DIRECTIVE A: Write out the passage in the thread on video autoplay and ad blocking, from "I also noticed" to "us these days...)".
DIRECTIVE B: Carry on the thread on video autoplay and ad blocking, starting after its final line.

Does this happen on all websites? On some websites, that you could possibly share with us, so we can have a look and understand what's up ?
Can anybody that is not satisfied about this open a ticket at
, and put in `:padenot` in the box `Request information from` (log in with github or a bugzilla account) with some info about the websites ? An alternative would be to send me an email, username at mozilla.com.
Thank you, I have only noticed this occurring after clicking a different video first. It is probably due click highjacking or the like.
Thanks, I'll keep this in mind and report when I get it next time.
So far uBlock Origin seems to be pretty good at keeping the most annoying videos at bay, but sometimes they do slip through.
I also noticed it today on a website that video was autoplaying and was shocked by it as Firefox has stopped that for some time.
I'll note where it happens again.
I don't suppose you dismissed one of those "totally GDPR compliant" cookie bars right before that, did you? (You may have to think very hard; it's basically muscle memory for us these days...)
I've seen this trick in the wild. "No autoplay" means "no autoplay without some user interaction first". And clicking one of those "I accept" buttons is indistinguishable from clicking on any other random element to make it play a video. So they just made the "I accept" button play the video as well as dismiss whatever thing was probably covering up the website.
Some people are terrible.
You know what that could have been it, that would be one of those tricks.
Thanks for the tip.
More to the point, it's about decoding _documents_ using WebAssembly and rendering _that_ on canvas, thus circumventing browser-based discrimination between legitimate and malicious content.
This already happened. It's why the Chromium team doesn't allow blocking video completely because they saw the advertisers just working around the issue by making custom players. Those players were bloated and heavy so by blocking video for the user they didn't actually help block video and they made the problem worse.
So yes, with or without wasm, people will roll their own ways of trying to get your attention.
After playing around with immediate mode GUIs in WebAssembly, I can envision a future which renders any kind of content blocker obsolete. The internet could be turned into cable television. I don't want to sound overly pessimistic, but it seems very plausible that this is the future we will eventually end up with.
The thing with WASM though is you can always intercept it at the edges where it interacts with the DOM. The usual ad blocking tactics of either deleting particular arrangements of DOM nodes, blocking specific js/wasm payloads, and blocking specific domain names will still be unaffected. The tactics don't even need to change.
If an entire UI (content plus ads) is drawn with wasm onto a canvas (the way Qt WebAssembly does it), it will be impossible to use CSS to hide ads, and possibly more difficult to modify the script to disable the ad-loading functions.
Doesn't sound very feasible, as this would make user experience probably much worse. No native elements, no browser integration or extensions, interaction with the page, and accessibility. They all would suffer.
> No native elements, no browser integration or extensions, interaction with the page, and accessibility. They all would suffer.
Uh, but those things are already happening right now, e.g. Flutter Web UI [1]
[1]
https://hugotunius.se/2020/10/31/flutter-web-a-fractal-of-ba...

SUPPLIED MATERIAL:

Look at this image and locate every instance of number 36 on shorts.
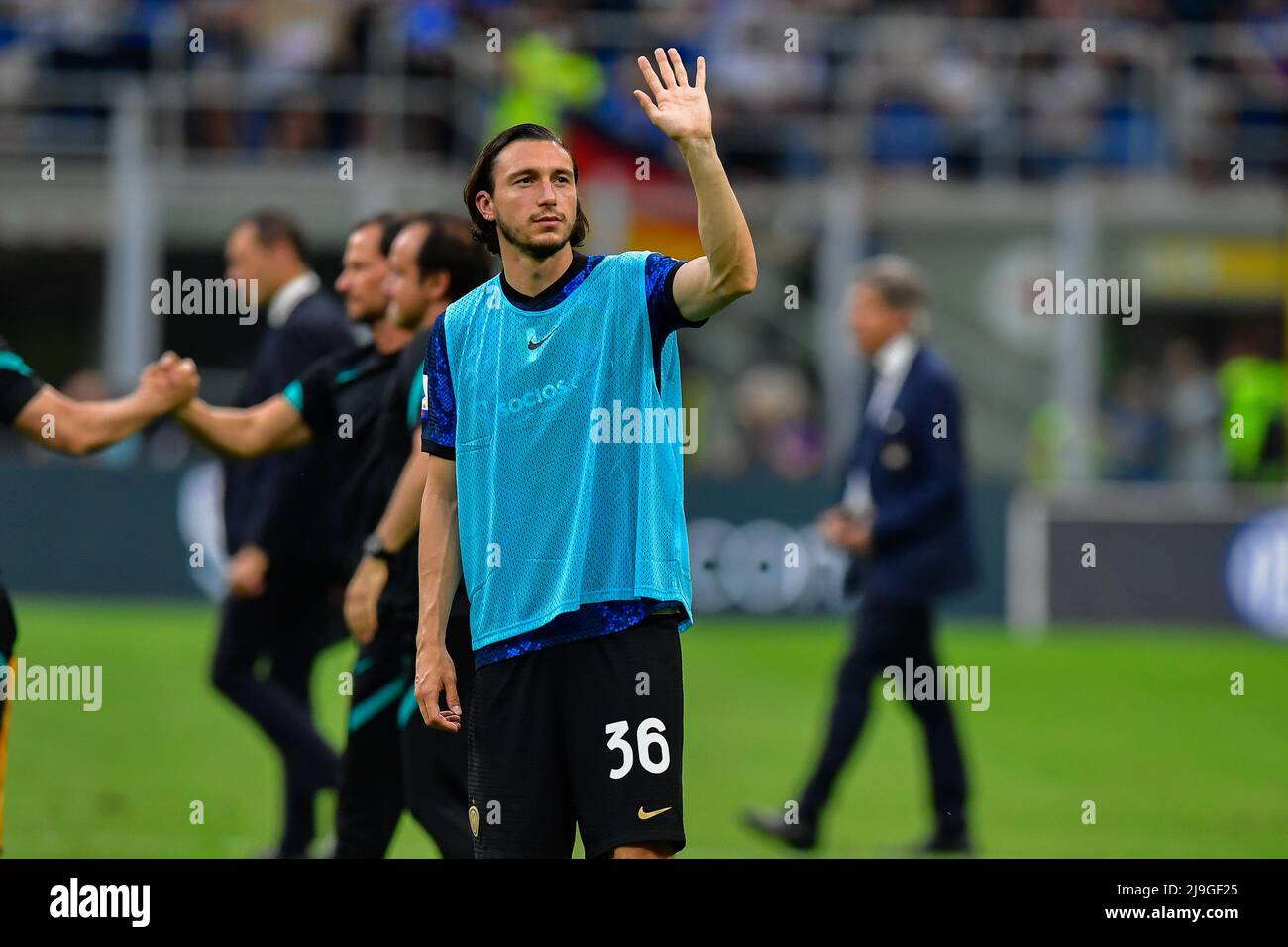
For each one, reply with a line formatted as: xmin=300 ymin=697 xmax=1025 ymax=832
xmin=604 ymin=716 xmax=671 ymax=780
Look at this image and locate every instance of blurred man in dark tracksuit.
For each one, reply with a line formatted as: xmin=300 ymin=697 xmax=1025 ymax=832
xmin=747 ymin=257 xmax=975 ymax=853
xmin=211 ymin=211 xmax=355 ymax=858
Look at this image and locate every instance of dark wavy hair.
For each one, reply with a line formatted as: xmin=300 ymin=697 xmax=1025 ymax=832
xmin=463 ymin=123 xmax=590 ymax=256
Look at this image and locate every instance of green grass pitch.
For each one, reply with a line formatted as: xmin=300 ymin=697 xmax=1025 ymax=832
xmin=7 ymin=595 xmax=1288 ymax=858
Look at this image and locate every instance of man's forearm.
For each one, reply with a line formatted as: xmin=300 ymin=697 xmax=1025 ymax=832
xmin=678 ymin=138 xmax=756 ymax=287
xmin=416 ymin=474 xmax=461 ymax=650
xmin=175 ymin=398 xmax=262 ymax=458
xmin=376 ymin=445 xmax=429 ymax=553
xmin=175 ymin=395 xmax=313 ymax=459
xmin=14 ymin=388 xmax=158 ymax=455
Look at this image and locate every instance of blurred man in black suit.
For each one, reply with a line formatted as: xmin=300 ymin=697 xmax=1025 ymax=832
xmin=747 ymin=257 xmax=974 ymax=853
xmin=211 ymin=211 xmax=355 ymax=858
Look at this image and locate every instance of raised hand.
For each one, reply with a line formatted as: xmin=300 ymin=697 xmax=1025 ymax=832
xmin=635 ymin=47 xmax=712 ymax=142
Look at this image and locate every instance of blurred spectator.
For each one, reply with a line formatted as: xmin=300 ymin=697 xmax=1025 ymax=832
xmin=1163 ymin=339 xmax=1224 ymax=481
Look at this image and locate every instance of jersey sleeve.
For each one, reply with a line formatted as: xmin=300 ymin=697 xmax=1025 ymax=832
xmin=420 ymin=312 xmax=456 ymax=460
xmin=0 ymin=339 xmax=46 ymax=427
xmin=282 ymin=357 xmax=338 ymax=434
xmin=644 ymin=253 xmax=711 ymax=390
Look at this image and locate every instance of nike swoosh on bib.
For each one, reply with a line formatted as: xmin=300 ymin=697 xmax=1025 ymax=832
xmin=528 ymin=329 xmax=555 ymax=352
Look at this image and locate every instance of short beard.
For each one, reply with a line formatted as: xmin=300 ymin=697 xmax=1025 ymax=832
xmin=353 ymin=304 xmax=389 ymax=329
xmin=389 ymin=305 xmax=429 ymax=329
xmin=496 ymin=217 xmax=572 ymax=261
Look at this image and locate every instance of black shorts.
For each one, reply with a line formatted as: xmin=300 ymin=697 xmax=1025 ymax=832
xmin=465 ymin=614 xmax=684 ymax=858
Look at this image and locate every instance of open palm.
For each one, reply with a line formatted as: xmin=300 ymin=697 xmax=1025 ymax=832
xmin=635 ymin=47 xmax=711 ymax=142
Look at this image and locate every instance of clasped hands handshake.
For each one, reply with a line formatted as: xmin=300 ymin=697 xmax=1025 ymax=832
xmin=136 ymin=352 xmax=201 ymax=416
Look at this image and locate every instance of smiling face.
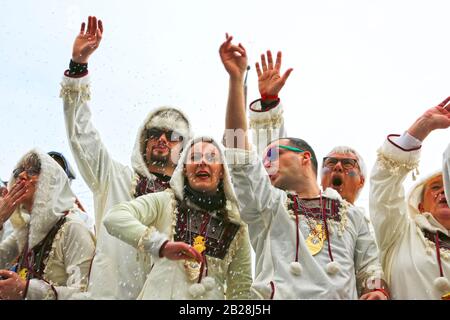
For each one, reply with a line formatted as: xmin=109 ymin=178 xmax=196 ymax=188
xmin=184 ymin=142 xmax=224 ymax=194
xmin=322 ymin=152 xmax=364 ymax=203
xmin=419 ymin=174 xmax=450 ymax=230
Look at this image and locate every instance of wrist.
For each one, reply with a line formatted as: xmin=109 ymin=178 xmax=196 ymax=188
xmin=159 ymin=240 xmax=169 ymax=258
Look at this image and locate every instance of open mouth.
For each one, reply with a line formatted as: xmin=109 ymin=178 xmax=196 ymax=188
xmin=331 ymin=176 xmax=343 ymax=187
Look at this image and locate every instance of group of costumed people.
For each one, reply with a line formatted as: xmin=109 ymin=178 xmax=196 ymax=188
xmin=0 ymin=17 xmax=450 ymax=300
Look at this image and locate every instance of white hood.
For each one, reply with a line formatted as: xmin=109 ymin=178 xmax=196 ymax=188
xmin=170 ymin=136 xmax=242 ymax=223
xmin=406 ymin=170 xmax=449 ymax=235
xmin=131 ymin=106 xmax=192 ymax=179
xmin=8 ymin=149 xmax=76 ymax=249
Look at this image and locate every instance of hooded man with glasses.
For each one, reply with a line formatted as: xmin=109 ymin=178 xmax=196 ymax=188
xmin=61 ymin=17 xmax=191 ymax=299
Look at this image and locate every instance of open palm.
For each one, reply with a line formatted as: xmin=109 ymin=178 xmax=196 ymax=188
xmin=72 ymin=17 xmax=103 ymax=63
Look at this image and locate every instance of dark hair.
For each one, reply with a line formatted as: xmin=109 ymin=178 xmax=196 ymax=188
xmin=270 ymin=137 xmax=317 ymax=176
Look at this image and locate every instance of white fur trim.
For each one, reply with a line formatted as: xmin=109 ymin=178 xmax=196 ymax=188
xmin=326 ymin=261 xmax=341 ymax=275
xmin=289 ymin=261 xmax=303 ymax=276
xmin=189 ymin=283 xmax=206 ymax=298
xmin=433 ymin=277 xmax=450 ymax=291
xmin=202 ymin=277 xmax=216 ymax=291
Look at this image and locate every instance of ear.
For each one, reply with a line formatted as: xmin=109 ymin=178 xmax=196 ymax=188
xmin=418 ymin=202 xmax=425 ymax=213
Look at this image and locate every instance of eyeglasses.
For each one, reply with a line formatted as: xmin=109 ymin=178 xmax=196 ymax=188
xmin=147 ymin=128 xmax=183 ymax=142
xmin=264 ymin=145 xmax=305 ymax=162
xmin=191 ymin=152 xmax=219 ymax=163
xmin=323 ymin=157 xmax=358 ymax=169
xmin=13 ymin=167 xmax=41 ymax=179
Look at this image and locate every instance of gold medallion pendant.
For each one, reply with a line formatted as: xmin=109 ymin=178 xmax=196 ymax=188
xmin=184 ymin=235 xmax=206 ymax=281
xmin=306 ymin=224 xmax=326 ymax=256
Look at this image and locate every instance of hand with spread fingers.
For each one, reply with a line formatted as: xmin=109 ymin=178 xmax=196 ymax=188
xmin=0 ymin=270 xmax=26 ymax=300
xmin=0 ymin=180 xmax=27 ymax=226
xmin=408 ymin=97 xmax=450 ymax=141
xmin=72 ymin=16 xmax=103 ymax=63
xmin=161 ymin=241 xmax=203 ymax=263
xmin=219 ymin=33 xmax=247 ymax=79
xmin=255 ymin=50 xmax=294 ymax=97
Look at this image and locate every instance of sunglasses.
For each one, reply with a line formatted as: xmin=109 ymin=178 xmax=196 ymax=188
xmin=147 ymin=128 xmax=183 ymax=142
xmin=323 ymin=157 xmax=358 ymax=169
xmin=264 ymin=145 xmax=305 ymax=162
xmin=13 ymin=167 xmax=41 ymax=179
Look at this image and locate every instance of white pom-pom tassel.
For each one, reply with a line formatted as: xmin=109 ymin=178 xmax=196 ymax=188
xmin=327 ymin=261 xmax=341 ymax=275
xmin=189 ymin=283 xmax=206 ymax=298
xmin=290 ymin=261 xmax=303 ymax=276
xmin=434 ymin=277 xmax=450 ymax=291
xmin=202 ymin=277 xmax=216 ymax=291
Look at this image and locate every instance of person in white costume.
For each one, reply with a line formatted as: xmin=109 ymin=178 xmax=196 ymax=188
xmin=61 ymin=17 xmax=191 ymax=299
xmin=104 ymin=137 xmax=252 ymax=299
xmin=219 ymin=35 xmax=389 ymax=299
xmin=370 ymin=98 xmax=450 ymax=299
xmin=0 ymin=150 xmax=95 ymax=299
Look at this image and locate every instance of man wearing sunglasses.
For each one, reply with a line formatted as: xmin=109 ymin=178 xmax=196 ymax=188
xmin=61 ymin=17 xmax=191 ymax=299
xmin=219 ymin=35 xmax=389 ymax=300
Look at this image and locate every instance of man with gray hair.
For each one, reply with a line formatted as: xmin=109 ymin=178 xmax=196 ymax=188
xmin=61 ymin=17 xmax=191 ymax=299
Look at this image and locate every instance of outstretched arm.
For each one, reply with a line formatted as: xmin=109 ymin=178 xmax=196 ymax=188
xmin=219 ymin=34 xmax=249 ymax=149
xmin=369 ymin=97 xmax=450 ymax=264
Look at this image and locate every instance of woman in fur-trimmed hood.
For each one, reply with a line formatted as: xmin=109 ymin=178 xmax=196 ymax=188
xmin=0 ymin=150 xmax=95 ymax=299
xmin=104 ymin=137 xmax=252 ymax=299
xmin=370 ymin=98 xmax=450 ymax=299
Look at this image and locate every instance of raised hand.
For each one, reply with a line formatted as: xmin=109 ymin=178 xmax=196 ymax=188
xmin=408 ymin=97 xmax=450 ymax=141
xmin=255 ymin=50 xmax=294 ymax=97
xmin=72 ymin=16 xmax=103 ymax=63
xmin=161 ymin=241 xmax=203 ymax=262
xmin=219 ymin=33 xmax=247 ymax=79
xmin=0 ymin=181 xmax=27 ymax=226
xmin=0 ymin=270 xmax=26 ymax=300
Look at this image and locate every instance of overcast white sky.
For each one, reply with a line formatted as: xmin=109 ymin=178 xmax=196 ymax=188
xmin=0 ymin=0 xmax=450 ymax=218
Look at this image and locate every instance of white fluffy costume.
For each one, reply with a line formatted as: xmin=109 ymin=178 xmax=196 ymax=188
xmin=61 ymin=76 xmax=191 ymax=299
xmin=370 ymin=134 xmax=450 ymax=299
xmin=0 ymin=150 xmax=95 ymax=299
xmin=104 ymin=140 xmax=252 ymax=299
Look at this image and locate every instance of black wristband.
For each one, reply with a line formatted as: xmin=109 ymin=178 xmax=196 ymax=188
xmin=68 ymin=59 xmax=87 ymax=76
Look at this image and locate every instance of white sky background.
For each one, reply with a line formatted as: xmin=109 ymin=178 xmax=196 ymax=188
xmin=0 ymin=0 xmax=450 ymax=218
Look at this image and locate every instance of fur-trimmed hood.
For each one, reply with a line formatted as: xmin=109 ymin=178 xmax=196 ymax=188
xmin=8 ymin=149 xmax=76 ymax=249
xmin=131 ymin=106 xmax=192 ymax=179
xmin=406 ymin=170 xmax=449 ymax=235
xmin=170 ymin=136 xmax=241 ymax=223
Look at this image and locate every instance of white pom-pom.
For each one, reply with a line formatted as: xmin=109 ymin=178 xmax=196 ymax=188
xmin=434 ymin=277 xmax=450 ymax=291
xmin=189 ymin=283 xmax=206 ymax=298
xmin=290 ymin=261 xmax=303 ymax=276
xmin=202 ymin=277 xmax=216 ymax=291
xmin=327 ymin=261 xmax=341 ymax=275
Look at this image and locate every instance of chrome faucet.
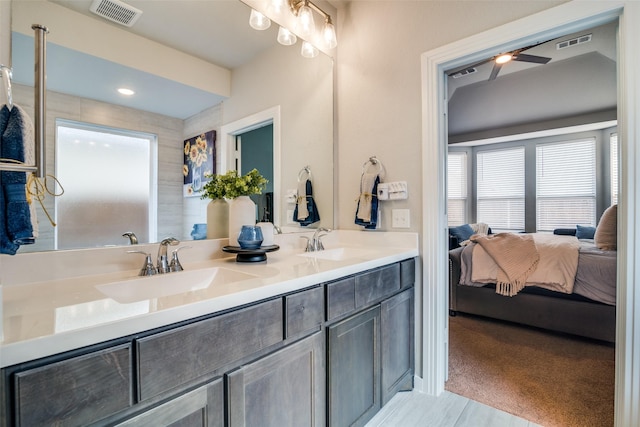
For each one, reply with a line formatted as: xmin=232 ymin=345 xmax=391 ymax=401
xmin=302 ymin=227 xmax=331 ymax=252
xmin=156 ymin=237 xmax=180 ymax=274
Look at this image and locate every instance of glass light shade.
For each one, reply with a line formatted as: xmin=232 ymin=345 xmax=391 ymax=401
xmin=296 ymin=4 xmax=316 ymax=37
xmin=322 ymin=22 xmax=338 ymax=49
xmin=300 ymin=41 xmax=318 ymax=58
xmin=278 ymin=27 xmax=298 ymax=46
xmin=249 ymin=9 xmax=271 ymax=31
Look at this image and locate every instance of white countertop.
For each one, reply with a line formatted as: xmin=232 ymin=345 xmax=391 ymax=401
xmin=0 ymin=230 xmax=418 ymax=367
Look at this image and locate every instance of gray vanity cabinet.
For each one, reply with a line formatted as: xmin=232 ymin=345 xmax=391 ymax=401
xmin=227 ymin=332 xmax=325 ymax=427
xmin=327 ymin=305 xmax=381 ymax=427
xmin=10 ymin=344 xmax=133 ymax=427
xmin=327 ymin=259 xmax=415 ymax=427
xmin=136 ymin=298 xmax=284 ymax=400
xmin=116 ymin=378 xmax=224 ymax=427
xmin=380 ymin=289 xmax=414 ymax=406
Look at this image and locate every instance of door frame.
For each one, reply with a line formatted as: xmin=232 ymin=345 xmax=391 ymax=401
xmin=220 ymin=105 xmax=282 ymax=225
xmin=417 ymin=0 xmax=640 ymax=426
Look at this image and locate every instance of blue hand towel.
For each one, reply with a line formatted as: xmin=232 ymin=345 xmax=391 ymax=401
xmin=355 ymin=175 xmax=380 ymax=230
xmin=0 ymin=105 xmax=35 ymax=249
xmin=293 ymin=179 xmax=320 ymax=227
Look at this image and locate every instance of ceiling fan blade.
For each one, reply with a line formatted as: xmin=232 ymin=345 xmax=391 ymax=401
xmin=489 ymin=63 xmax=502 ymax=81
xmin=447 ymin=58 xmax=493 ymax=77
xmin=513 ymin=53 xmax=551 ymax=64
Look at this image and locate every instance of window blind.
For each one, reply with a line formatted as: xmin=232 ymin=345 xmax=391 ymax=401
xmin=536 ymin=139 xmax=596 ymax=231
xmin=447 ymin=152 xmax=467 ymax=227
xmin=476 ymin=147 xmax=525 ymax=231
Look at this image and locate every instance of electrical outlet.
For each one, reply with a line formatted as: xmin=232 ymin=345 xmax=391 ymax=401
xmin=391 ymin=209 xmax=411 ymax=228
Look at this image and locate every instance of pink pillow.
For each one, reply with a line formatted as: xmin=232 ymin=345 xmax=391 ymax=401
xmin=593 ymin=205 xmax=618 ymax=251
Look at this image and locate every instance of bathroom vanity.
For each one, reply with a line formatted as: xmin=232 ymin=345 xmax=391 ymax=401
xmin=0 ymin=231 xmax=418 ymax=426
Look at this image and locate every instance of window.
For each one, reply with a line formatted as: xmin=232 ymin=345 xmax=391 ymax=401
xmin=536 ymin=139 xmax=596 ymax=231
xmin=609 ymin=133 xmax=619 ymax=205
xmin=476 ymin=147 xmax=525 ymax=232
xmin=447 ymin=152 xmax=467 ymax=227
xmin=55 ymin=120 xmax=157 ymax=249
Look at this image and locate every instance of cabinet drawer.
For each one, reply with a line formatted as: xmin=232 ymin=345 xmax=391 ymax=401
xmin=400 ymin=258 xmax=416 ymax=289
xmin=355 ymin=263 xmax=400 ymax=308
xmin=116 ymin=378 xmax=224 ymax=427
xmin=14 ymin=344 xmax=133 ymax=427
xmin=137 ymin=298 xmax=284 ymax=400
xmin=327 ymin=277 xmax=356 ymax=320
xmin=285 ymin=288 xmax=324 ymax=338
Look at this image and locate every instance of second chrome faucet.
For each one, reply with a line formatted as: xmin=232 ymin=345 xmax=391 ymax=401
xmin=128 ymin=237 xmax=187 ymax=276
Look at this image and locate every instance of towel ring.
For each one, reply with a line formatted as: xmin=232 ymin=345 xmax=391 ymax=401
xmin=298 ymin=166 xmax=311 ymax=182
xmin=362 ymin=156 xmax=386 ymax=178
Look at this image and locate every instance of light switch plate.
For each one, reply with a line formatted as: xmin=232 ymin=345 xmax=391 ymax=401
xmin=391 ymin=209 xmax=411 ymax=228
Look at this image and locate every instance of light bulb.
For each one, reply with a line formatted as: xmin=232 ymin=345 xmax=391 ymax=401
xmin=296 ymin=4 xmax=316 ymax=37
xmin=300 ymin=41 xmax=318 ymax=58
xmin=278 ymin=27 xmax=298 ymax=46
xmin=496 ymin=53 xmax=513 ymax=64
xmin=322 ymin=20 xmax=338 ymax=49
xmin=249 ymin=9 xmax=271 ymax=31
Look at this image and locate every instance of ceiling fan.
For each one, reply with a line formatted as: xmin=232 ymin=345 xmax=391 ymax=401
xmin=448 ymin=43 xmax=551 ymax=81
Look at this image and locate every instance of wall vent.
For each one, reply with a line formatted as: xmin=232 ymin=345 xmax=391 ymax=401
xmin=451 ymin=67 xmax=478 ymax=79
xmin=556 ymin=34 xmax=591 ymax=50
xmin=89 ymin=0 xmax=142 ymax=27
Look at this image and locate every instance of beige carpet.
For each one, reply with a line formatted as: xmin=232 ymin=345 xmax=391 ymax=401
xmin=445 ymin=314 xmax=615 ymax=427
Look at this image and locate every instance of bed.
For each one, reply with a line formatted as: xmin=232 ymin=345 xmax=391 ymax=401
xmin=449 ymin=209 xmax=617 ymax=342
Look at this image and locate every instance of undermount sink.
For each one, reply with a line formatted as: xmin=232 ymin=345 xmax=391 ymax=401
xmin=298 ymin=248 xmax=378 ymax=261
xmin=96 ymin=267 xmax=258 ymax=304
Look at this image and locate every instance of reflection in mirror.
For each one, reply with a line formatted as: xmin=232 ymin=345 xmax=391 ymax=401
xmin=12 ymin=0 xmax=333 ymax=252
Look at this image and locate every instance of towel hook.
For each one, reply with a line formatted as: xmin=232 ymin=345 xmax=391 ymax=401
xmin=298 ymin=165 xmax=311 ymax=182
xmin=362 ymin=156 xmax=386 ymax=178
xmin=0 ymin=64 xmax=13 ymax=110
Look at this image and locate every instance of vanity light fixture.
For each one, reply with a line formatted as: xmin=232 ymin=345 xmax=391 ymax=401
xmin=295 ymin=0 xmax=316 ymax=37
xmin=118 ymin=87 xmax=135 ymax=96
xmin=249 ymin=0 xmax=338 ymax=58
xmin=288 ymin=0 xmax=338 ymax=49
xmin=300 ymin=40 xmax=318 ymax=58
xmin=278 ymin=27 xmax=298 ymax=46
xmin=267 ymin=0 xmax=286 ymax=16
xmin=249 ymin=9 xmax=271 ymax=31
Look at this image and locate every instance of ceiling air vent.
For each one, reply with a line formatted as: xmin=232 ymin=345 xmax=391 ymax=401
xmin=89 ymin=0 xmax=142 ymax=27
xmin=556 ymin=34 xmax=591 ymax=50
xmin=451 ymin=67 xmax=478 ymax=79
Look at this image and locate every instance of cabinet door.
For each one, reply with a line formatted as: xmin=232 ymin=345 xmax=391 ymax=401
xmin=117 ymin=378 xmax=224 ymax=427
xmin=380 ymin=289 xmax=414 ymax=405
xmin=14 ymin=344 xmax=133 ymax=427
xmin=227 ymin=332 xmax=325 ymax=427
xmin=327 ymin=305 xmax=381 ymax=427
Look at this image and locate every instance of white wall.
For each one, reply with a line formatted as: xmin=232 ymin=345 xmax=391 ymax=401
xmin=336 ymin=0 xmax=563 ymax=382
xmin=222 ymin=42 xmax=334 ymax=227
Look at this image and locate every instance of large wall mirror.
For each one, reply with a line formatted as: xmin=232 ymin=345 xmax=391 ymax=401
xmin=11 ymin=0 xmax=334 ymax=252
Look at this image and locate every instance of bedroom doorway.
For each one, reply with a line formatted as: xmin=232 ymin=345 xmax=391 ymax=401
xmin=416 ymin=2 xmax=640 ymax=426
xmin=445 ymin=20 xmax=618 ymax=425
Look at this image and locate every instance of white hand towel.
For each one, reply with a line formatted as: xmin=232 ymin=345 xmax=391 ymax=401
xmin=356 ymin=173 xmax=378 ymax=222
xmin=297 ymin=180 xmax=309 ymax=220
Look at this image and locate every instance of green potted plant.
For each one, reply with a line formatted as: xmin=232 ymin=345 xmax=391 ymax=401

FINAL RESULT A:
I also noticed it today on a website that video was autoplaying and was shocked by it as Firefox has stopped that for some time.
I'll note where it happens again.
I don't suppose you dismissed one of those "totally GDPR compliant" cookie bars right before that, did you? (You may have to think very hard; it's basically muscle memory for us these days...)

FINAL RESULT B:
> No native elements, no browser integration or extensions, interaction with the page, and accessibility.
Sounds like the pages made in Flash (or even Java) which were somewhat common in the 90s.
If publishers valued user experience over ad income, they wouldn't show ads to begin with.
Google would probably not feature you very high in search results, though, since your website has no indexable text.
If this technique would become popular, Google will OCR it just like it runs JS.
This technique is essentially the same as websites made entirely in Flash back in the day. And back then, the only way to have Google index your site was to provide a separate (hidden) version that used normal, semantic HTML.
Google is an advertising company. It would make sure there is a way to get your site indexed, perhaps by providing an alternate machine-readable version just to them. As a bonus, that version would not be available to potential competitors.
They can use it only for video players that'll autoplay for example.
If ad content is served from the same domain as normal content, and there is minimal DOM interaction, then it will be a lot harder.
The weird thing is, ads from the same domain already would be a lot harder to track. For some reason very few sites switched to this approach.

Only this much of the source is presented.